[READING PASSAGE Boundary: Start]

Uncovering information on nutrition for school age children in Indonesia’s linguistic landscape

Indonesia’s landscapes are linguistically rich and frequently filled with visual signs and texts. These include posters, charts, signs, billboards, road and safety signs, shop signs, graffiti and many other inscriptions in public spaces that convey messages to those who read them.

The purpose of this project was to digitally gather and analyse food/nutrition signs/texts in the ‘linguistic landscapes’ around two Indonesian school communities (inside and immediately outside the school perimeters). This was done to judge the nature of the linguistic landscape that has a likely potential impact on school age children – children who need to learn about good food and nutrition for a long, healthy life.

The research was qualitative in design, and was undertaken in two stages. The first involved text capturing, text analysis and focus group interviews. Stage two was text/document analysis plus content analysis.


Results showed that the linguistic landscape regarding food and nutrition inside school grounds was replete with texts and images from ‘top-down’ sources (policy, government communications, sponsors, food companies, curriculum materials etc.) outlining a solid, informative, endorsed set of information about healthy food and nutrition. However, there was also photographic evidence of texts and images about ‘not-so-healthy’ food both inside and outside the school grounds, with no evidence of nutrition information. This may present a contradiction for the students. Gathered alongside the food and nutrition texts were unrelated images ranging from advertisements for local businesses to labels and, concerningly, cigarette advertising on local food stalls.

[READING PASSAGE Boundary: End]
[DATASET CONTENT Boundary: Start]

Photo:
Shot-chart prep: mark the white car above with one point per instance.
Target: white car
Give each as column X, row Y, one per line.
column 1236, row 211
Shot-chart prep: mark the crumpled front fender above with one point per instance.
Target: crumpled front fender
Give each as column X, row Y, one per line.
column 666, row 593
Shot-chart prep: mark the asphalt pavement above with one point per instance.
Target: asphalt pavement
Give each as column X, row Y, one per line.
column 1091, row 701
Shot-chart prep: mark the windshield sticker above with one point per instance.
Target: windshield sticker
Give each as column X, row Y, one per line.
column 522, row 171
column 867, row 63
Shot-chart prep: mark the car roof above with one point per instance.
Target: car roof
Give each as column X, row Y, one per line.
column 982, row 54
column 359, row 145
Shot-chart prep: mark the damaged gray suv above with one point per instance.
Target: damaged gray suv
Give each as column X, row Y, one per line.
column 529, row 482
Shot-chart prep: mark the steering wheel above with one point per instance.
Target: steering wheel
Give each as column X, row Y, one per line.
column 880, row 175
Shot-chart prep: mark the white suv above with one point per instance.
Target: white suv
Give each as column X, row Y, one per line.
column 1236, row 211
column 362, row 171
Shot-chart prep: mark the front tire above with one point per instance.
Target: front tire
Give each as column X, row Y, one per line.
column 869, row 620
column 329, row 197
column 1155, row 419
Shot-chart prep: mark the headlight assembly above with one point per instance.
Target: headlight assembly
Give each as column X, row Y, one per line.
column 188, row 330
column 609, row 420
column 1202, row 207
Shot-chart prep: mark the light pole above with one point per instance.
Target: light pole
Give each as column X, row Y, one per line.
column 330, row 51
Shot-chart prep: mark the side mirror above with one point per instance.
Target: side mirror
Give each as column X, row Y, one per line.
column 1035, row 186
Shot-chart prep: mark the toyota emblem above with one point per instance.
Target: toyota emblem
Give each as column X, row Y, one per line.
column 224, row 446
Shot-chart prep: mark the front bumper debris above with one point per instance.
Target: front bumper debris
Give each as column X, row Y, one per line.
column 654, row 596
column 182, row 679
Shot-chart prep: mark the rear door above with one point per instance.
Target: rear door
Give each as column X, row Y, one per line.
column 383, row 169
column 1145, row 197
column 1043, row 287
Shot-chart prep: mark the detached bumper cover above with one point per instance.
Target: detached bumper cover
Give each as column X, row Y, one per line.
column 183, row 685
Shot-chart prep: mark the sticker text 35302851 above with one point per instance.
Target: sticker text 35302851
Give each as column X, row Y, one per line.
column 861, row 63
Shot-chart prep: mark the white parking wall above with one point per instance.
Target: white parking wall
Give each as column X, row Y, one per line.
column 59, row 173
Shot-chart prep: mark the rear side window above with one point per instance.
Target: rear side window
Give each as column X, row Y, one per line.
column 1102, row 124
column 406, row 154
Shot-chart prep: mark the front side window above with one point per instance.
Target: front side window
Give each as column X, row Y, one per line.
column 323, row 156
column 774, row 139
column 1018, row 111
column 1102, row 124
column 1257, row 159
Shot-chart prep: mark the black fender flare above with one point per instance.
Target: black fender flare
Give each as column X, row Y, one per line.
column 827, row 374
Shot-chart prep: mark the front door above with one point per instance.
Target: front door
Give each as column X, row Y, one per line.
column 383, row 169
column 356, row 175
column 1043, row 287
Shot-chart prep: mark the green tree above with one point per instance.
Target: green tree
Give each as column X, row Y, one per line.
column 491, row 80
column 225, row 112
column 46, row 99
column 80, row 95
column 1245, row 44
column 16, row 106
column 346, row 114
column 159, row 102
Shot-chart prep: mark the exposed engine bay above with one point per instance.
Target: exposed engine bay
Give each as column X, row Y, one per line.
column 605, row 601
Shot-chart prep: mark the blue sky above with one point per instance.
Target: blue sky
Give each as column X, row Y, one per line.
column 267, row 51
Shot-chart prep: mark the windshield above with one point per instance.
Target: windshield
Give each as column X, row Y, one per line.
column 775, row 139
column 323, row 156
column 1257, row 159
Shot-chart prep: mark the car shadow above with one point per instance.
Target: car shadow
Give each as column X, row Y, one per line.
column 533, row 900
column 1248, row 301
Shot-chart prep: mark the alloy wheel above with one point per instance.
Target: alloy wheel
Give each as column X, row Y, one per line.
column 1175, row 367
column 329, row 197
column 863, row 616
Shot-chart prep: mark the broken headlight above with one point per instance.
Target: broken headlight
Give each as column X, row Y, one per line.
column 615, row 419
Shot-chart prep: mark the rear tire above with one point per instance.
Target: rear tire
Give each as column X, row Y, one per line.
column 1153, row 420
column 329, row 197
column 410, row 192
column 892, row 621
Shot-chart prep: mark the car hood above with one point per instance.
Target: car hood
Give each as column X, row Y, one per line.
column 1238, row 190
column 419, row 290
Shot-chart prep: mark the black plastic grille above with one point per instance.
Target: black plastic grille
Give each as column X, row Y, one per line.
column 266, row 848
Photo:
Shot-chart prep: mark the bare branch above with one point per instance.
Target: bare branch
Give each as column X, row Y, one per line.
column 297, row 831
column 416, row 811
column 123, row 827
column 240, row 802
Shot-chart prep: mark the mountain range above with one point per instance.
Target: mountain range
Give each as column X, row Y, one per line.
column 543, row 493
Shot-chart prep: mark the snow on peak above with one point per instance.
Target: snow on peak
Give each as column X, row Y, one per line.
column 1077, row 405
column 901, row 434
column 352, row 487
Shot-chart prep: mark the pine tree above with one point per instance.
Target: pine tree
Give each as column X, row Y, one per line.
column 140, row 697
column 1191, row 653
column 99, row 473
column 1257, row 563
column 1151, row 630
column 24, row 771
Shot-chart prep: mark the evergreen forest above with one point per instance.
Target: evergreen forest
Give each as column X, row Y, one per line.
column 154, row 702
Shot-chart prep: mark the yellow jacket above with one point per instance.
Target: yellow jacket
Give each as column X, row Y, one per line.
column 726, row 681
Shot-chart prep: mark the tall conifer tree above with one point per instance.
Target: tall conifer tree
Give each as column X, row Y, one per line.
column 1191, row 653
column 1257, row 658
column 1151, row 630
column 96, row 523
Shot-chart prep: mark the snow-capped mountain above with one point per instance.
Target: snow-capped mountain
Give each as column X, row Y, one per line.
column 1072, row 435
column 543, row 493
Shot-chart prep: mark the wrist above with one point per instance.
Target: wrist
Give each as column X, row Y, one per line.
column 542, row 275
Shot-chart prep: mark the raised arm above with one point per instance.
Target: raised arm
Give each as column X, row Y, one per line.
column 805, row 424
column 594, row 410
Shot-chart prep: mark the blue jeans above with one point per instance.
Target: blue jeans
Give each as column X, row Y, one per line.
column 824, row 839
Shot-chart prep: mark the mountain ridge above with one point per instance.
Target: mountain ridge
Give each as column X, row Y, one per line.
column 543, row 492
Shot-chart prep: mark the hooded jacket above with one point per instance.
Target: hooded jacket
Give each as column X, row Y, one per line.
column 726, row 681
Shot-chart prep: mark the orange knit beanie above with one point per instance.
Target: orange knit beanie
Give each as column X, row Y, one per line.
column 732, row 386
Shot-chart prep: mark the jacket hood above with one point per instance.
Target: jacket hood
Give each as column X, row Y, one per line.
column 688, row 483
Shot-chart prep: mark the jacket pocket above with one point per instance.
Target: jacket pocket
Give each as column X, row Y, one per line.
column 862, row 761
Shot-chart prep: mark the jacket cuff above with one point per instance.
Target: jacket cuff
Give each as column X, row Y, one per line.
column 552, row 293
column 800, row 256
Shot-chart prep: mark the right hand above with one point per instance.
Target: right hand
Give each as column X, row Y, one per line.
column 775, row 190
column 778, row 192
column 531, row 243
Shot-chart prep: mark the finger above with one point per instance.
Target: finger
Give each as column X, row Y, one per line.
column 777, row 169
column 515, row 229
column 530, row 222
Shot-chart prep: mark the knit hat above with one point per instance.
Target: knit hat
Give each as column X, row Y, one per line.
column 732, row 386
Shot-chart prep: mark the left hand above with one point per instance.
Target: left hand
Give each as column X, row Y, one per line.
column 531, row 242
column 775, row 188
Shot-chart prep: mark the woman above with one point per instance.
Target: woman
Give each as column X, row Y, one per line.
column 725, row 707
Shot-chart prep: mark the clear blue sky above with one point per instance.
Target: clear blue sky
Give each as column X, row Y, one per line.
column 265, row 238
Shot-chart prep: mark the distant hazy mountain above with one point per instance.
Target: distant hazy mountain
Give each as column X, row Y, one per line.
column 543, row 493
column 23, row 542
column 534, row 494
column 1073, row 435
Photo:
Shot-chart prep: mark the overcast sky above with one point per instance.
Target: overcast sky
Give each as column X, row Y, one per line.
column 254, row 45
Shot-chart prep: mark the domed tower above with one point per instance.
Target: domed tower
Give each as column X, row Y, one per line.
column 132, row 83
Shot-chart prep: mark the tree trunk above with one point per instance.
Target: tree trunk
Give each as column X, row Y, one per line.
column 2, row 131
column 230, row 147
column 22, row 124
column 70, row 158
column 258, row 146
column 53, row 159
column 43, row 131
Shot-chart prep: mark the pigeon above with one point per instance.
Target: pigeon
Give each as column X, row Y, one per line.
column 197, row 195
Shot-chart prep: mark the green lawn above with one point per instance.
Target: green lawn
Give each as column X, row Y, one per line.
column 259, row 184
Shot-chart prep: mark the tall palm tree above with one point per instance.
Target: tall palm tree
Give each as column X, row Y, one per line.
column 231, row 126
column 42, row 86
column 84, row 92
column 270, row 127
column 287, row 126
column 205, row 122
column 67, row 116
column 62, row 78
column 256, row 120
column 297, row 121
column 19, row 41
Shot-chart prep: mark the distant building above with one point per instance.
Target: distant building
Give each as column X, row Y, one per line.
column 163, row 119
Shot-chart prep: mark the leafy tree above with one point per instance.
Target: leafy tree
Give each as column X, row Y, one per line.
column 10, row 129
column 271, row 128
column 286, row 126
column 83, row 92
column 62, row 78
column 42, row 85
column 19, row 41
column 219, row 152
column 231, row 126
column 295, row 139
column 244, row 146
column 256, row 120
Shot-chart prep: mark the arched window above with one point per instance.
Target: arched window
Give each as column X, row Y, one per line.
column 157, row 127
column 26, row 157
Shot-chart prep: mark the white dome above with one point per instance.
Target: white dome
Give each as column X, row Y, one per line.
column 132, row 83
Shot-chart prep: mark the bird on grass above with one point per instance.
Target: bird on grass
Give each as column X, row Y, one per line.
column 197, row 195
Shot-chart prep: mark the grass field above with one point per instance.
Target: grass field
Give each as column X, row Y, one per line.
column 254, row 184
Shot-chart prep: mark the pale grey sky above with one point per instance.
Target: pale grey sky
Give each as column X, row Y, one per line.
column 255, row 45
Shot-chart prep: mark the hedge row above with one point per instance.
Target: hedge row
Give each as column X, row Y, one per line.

[DATASET CONTENT Boundary: End]

EXERCISE TASKS |
- a) Return the part of the text on nutrition signs in Indonesia's linguistic landscape starting with "The purpose of" and going on through "plus content analysis.", word for word.
- b) Take the text on nutrition signs in Indonesia's linguistic landscape further, starting after its last sentence.
The listing is separate material and has nothing to do with the text on Indonesia's linguistic landscape.

RESPONSES PER TASK |
- a)
The purpose of this project was to digitally gather and analyse food/nutrition signs/texts in the ‘linguistic landscapes’ around two Indonesian school communities (inside and immediately outside the school perimeters). This was done to judge the nature of the linguistic landscape that has a likely potential impact on school age children – children who need to learn about good food and nutrition for a long, healthy life.

The research was qualitative in design, and was undertaken in two stages. The first involved text capturing, text analysis and focus group interviews. Stage two was text/document analysis plus content analysis.

- b)
Grade five students participated in small focus groups to provide reactions to the food and nutrition images shown to them by the research assistants in their school’s linguistic landscape. Interestingly, the students volunteered parroted information about good and nutritious food that they have learned in class or at home, and were adamant in responding that they did not eat the candy readily available in the school’s canteen or in food stalls outside the school grounds. Photographic evidence exists to the contrary, indicating that school canteens and local sellers’ stalls were well patronised.

This research was a project of perceived value for education authorities in these two school districts, and is intended for upscaling to a project with a broader scope in the future.


This project produced informative data on linguistic landscapes in two of Indonesia’s schooling communities, and the school children’s awareness of the food and nutrition texts/messages directed at them as community participants and, in the case of advertising, consumers. Findings may be very interesting to academia from the food, agriculture, health or medicine sectors. Health or medical researchers in Indonesia will be able to intersect or even correlate their own findings with findings from this project, to gain greater insight into the impact of poor nutrition on school performance.